*Brief*. Find each line below that includes "wall", then copy it.

*Data under study*.

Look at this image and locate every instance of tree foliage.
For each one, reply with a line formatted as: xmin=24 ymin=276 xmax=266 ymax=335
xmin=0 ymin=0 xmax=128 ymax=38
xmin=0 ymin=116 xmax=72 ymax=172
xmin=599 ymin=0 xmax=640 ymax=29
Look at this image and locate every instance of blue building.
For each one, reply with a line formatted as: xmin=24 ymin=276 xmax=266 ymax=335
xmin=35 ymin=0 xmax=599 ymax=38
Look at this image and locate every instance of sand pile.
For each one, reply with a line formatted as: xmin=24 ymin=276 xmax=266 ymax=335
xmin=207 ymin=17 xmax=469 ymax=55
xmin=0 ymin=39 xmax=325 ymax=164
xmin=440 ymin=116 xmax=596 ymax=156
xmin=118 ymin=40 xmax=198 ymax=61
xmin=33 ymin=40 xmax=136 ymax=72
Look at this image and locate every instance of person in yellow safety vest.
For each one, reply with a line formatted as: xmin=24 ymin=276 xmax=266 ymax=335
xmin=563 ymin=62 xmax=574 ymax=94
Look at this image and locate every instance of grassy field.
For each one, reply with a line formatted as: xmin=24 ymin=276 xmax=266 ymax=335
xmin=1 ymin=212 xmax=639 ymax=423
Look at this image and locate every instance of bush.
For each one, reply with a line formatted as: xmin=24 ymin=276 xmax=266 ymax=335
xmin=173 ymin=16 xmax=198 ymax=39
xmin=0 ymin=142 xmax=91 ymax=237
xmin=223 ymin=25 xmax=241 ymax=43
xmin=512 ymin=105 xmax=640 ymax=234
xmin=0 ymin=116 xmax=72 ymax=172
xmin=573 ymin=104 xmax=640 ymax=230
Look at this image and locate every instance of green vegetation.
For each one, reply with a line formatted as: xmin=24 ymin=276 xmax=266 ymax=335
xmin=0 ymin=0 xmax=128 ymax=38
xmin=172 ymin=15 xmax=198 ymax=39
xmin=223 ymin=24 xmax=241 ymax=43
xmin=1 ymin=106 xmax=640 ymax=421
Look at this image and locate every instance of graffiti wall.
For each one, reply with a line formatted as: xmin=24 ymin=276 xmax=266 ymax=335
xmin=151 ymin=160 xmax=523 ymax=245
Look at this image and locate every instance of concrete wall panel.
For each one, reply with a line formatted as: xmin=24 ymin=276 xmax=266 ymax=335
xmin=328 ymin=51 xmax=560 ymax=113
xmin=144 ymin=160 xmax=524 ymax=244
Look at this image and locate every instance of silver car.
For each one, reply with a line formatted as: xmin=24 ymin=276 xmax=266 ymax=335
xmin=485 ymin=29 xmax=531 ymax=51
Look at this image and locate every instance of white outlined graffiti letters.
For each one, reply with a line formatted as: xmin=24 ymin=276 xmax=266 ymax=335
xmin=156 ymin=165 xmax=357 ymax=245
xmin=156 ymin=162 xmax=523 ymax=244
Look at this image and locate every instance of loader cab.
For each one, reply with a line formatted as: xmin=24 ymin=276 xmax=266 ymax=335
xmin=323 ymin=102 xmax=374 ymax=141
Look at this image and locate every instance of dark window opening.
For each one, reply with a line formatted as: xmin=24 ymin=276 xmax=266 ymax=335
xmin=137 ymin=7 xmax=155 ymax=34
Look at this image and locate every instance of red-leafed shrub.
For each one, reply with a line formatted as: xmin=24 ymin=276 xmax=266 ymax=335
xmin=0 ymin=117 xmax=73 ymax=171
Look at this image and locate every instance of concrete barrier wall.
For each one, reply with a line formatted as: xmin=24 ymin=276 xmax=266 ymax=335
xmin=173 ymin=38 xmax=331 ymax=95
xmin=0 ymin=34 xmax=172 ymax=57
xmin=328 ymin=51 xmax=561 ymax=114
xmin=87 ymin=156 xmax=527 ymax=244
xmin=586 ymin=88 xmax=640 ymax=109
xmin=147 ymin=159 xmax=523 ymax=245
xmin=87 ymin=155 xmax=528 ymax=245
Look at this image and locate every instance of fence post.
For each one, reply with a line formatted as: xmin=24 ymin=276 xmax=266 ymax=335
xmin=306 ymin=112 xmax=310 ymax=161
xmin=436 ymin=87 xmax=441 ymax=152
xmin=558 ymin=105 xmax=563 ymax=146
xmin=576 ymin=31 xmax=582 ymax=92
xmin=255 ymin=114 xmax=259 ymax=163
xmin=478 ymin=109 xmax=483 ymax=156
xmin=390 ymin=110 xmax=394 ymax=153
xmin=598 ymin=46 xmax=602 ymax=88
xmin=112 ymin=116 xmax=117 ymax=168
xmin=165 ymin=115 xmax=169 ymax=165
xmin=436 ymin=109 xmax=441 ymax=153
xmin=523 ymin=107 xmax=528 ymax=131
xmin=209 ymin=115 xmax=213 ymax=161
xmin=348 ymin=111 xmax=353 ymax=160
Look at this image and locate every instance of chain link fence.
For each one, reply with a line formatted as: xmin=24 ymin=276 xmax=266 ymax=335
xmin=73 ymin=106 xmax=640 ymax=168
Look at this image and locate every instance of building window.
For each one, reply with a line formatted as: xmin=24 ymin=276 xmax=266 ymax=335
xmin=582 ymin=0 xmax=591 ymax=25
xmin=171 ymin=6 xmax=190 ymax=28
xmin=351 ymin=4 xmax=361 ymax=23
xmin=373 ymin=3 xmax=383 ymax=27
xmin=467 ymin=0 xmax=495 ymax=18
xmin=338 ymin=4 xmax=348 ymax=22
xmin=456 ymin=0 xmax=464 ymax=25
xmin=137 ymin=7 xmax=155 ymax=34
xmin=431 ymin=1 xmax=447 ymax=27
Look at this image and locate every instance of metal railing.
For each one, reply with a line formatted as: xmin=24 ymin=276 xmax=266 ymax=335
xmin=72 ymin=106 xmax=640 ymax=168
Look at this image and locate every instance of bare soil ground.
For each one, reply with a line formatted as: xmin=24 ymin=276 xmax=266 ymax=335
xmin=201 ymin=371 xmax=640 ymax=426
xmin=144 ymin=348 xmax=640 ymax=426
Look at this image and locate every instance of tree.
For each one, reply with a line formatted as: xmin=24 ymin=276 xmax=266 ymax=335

*Answer space*.
Look at this image and locate every instance of graffiti wall.
Look at this image and locate every instance of concrete wall panel.
Look at this image and locate every instance of concrete barrier wall.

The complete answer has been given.